**What is being asked**
How many lines in the data that follows contain the word "table"? Only that number is needed.

== Source material ==

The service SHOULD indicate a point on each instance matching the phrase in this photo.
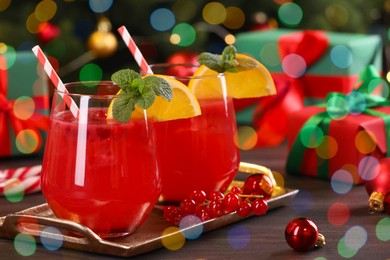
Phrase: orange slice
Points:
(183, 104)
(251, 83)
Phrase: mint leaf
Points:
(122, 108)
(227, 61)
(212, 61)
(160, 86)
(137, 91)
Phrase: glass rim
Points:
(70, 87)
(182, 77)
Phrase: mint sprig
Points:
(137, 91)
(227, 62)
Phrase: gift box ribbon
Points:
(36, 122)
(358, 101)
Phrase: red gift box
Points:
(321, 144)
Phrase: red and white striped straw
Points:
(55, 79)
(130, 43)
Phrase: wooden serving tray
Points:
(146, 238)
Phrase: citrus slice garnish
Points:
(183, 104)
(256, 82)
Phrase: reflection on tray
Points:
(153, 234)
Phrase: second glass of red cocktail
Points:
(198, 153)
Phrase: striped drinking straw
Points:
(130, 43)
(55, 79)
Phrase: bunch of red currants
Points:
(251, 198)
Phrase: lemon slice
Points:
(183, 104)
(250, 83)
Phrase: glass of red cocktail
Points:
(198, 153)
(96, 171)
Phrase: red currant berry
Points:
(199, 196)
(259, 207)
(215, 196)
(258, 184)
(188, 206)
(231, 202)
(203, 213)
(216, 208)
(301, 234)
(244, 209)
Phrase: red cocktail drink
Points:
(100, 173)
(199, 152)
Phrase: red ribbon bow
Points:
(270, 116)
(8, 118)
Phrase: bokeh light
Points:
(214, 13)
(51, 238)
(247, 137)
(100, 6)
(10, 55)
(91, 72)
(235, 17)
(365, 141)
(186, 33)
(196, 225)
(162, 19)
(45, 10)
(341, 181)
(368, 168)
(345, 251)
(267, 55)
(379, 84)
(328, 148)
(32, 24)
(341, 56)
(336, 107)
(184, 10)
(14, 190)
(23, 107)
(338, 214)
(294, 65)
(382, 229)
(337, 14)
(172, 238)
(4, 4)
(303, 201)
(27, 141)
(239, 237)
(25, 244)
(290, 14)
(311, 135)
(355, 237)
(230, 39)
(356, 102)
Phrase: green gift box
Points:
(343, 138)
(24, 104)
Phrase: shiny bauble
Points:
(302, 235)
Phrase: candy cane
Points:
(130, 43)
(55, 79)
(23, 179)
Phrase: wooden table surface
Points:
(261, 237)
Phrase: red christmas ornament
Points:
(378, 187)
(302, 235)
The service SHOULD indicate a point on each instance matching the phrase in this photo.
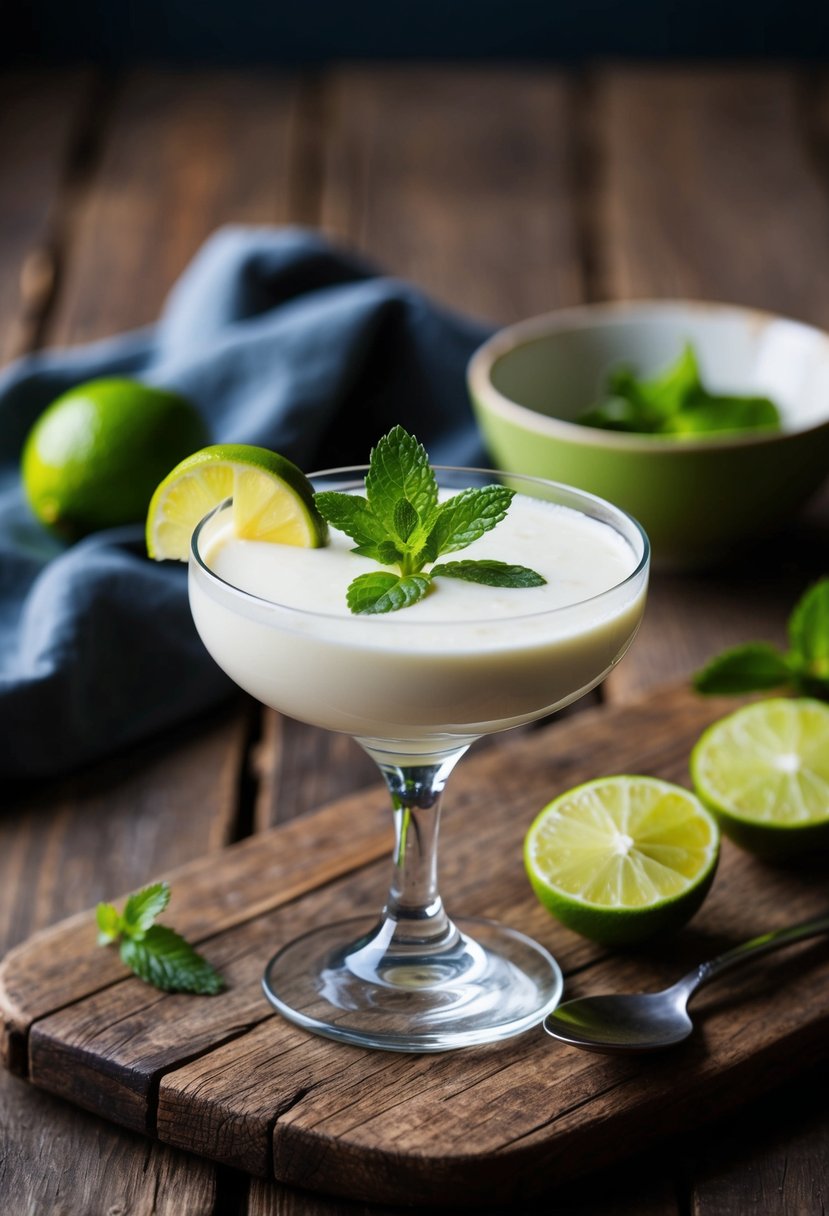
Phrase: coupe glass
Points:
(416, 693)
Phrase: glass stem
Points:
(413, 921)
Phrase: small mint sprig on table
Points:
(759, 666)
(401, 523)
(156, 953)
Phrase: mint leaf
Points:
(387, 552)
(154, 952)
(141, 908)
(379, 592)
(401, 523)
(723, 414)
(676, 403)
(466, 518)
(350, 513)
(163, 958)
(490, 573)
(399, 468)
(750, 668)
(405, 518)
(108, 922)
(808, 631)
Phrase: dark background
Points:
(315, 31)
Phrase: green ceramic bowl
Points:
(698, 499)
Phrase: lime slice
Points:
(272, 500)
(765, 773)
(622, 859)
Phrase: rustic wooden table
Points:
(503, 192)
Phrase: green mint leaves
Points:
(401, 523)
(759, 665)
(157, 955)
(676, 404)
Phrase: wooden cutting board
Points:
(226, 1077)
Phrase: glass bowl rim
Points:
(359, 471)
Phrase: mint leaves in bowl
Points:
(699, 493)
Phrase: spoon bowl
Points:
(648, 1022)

===

**Reply**
3